• [Written request]: Transcribe the entries below exactly.

*****

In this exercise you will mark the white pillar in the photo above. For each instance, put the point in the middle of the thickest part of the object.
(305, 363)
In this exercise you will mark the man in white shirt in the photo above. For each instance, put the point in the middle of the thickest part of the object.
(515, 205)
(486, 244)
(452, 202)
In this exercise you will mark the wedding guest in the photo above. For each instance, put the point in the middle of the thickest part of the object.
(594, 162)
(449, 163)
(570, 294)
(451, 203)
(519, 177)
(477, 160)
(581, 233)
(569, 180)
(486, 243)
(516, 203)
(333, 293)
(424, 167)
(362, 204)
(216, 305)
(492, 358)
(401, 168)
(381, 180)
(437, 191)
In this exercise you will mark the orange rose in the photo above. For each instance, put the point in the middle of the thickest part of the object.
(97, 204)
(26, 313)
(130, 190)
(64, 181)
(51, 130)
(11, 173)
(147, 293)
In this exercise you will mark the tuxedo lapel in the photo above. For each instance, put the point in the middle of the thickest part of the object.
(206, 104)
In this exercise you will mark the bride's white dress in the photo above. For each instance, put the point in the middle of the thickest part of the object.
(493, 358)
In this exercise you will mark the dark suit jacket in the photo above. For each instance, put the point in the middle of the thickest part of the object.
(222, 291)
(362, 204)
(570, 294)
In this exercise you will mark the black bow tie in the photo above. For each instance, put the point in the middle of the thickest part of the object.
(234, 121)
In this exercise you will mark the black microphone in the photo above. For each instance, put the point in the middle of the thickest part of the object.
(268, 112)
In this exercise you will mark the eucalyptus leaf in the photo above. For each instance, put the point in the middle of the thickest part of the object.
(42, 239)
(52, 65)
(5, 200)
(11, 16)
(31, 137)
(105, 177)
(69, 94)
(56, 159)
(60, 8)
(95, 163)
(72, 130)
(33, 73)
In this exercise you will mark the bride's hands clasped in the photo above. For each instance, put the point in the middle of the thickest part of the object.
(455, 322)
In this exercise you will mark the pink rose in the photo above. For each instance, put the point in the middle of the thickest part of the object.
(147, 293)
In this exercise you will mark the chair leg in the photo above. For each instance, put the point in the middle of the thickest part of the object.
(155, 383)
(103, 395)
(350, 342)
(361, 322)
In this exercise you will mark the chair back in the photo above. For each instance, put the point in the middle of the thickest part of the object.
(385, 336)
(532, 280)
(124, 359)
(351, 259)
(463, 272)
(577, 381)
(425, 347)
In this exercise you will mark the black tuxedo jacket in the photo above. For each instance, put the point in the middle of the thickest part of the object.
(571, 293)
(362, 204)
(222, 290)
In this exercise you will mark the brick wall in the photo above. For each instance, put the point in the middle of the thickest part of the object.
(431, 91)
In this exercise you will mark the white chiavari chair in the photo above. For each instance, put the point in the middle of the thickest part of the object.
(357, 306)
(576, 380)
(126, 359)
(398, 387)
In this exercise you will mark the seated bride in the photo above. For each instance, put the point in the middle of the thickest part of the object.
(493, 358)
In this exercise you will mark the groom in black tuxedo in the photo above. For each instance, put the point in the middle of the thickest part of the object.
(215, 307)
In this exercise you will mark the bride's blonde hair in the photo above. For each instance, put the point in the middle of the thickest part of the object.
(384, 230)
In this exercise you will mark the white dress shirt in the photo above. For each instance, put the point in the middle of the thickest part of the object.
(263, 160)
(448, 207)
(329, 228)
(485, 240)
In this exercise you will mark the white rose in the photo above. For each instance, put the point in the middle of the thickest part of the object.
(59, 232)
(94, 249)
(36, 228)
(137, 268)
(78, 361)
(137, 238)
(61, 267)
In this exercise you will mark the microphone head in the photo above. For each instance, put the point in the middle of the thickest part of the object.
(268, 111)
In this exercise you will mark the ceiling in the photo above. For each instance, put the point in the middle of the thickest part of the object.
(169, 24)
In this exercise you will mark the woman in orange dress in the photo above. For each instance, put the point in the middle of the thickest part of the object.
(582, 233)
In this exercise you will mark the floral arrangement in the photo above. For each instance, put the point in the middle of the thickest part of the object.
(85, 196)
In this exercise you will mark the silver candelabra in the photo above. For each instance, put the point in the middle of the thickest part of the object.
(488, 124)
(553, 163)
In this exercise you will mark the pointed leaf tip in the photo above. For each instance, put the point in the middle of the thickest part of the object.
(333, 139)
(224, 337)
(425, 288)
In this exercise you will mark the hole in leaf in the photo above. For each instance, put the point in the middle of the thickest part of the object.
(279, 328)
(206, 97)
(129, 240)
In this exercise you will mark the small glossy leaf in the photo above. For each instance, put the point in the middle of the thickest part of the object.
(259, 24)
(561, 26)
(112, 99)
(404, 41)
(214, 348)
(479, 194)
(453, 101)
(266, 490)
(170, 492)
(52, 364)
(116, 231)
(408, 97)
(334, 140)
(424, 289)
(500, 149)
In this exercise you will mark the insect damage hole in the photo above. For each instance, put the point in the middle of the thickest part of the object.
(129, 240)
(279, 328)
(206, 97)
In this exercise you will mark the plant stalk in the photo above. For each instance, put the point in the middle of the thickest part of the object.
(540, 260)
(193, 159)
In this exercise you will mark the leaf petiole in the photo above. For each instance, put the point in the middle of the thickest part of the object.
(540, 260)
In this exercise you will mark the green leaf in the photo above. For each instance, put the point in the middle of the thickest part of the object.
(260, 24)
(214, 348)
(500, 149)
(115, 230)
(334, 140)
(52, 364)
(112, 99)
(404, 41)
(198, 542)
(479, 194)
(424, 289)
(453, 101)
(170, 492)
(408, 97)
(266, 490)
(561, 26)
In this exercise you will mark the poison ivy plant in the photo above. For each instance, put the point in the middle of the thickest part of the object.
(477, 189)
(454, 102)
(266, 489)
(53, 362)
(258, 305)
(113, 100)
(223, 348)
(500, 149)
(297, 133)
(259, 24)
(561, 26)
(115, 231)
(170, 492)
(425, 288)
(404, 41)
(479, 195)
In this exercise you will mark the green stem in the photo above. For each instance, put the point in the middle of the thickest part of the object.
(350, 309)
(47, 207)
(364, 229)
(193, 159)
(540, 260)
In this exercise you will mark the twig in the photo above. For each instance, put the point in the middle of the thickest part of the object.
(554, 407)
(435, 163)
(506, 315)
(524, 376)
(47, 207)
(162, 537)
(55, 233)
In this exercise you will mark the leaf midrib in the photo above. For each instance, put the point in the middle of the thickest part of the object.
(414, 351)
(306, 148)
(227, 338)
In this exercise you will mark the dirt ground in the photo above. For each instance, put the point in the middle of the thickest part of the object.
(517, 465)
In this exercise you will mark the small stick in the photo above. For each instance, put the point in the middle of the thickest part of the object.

*****

• [Answer to this problem]:
In this exercise you will mark the white pillar in the photo above. For each instance, put the point in the middle of the thickest part of the object.
(305, 363)
In this exercise you will mark the man in white shirt in the photo above. For each instance, put the point in the middle of the thickest part of the object.
(515, 205)
(486, 244)
(452, 202)
In this exercise you will mark the wedding guest in the photo above. For each instance, put the point in the middle of the thickest part of the object.
(594, 162)
(449, 163)
(570, 294)
(451, 203)
(519, 177)
(477, 160)
(581, 233)
(569, 180)
(486, 243)
(516, 203)
(333, 293)
(424, 167)
(362, 204)
(216, 305)
(492, 358)
(401, 168)
(381, 180)
(437, 191)
In this exercise you will mark the orange rose in the photo above. For each instance, put the point in the middle of the thickest part of the object.
(97, 204)
(26, 313)
(130, 190)
(64, 181)
(51, 130)
(11, 173)
(147, 293)
In this exercise you will mark the tuxedo lapel in the photo above. For each instance, put the point in the middle of the thickest part of the object.
(206, 104)
In this exercise you will mark the bride's white dress in the photo above. For each instance, put the point in the middle of the thickest part of the object.
(493, 358)
In this exercise you will mark the dark suit jacket in the photo above. For each instance, put the point in the middle of the thickest part of the object.
(222, 291)
(362, 204)
(570, 294)
In this exercise you will mark the black bow tie in the photo above. For each instance, put the point in the middle of the thickest part of the object.
(234, 121)
In this exercise you will mark the black microphone in the photo above. For each instance, put the point in the middle of the thickest part of the object.
(268, 112)
In this exercise you will mark the eucalyptus leaf in the photo above. For each instance, put the point in the middle of the thickest part of the object.
(42, 239)
(52, 65)
(5, 200)
(11, 16)
(31, 137)
(105, 177)
(69, 94)
(56, 159)
(60, 8)
(95, 163)
(72, 130)
(33, 73)
In this exercise you will mark the bride's hands clasped in the photo above. For each instance, put the point in the middle of the thickest part of the object.
(455, 322)
In this exercise you will mark the pink rose in the photo above. For each instance, put the point in the middle of the thickest part of the object.
(147, 293)
In this exercise you will mark the chair leg in the photo above. For each instance, put the point in the middle of the thickest part of the object.
(155, 383)
(103, 395)
(350, 342)
(361, 322)
In this exercise you will mark the chair back in the photo above. For each instance, put the point in the middle of the thickest part of the object.
(385, 336)
(532, 280)
(124, 359)
(351, 259)
(463, 272)
(577, 381)
(425, 347)
In this exercise you will mark the black tuxedo jacket in the photo above. For each instance, put the point in the middle of the thickest part of the object.
(571, 293)
(362, 204)
(222, 290)
In this exercise you will mark the brick wall in the photo above. For each instance, put the point in the middle of the thickest part of the object.
(431, 91)
In this exercise you will mark the white chiavari chair in the photo above. For each instance, put the point in the middle of the thickest part of the object.
(357, 306)
(576, 380)
(126, 359)
(398, 387)
In this exercise you will mark the seated bride in the photo above. For each instance, put the point in the middle of the thickest part of the object.
(493, 358)
In this exercise you will mark the groom in black tuxedo in the photo above. For each instance, put the point in the middle of the thickest part of the object.
(215, 307)
In this exercise you will mark the bride's blonde hair in the photo above. For each instance, put the point in the middle of the thickest part of the object.
(384, 230)
In this exercise you will mark the white dress shirt in the photo above. For each instance, put the point in the middle of the thickest part of the object.
(263, 160)
(448, 207)
(329, 228)
(485, 240)
In this exercise you will mark the white rose in the photo above. For each instance, put the point in the middle of the thickest part of the object.
(59, 232)
(94, 249)
(36, 228)
(137, 268)
(78, 361)
(137, 238)
(61, 267)
In this exercise you will mark the microphone head in the photo above. For each instance, put the point in the middle of the thickest part of the object.
(268, 111)
In this exercise you will mark the ceiling in the photo above. For each instance, put the point in the middle of the thickest part of the object.
(169, 24)
In this exercise you will mark the woman in orange dress in the photo above. For each instance, put the point in the middle of the thickest part of the object.
(582, 233)
In this exercise you will mark the floral arrangement in the photo above. For each instance, put the point in the middle of the thickest part of the object.
(85, 196)
In this exercise you will mark the silver candelabra in the photo above. For each instance, put the point in the middle of the thickest part of the object.
(488, 124)
(553, 163)
In this exercise you will mark the pointed leaf tip in the photo above. For each instance, put the point in the middle of the thickest part of the object.
(333, 139)
(224, 337)
(425, 288)
In this exercise you will mark the hole in leaf in the photo above. For each instance, put the point in the middle of the thickest part of the object.
(279, 328)
(206, 97)
(129, 240)
In this exercise you will mark the small glossy leaf in the photo above. For each instance, put the point in the middle of the thickest part of the object.
(259, 24)
(561, 26)
(112, 99)
(404, 41)
(214, 348)
(479, 194)
(453, 101)
(266, 490)
(170, 492)
(52, 364)
(116, 231)
(408, 97)
(334, 140)
(424, 289)
(500, 149)
In this exercise you will mark the insect damage hole in the photo above. For each instance, put the point in the middle of the thickest part of the object.
(129, 240)
(279, 328)
(206, 97)
In this exercise you will mark the plant stalk in the photo above. For each instance, put the point in the middle of the thickest part of the object.
(540, 260)
(193, 159)
In this exercise you will mark the leaf petiole in the photo above. For each instance, put the point in the middle of the thickest part of the object.
(540, 260)
In this exercise you will mark the green leaf in the photo above. For each instance, put the point in the middle of the thickest part of the object.
(260, 24)
(214, 348)
(500, 149)
(115, 230)
(334, 140)
(52, 364)
(112, 99)
(404, 41)
(198, 542)
(479, 194)
(424, 289)
(453, 101)
(170, 492)
(408, 97)
(266, 490)
(561, 26)
In this exercise you will mark the poison ivy plant in the photo above. For each instance, put the point in the middle of the thickest part of the object.
(477, 189)
(454, 102)
(266, 489)
(53, 362)
(258, 305)
(113, 100)
(223, 348)
(500, 149)
(297, 133)
(259, 24)
(561, 26)
(115, 231)
(170, 492)
(425, 288)
(404, 41)
(479, 195)
In this exercise you will mark the green stem in the photo above. For each instance, put the point in the middle of the thickest part of the object.
(350, 309)
(47, 207)
(364, 229)
(193, 159)
(540, 260)
In this exercise you will mark the twig in the photo above. For each instance, put the point in the middle of the thickest part of the object.
(554, 407)
(435, 163)
(506, 315)
(524, 376)
(47, 207)
(162, 537)
(55, 233)
In this exercise you will mark the leaf midrib in the photo above. For each instance, put the point in the middle of the thickest part of the object.
(414, 351)
(306, 148)
(227, 338)
In this exercise you will mark the dirt ground in the photo above. For each instance, put the point in the middle of the thickest part of the object.
(517, 465)
In this exercise you will mark the small stick in the photo above. For each instance, put the point in the middle of the thickest part of the object.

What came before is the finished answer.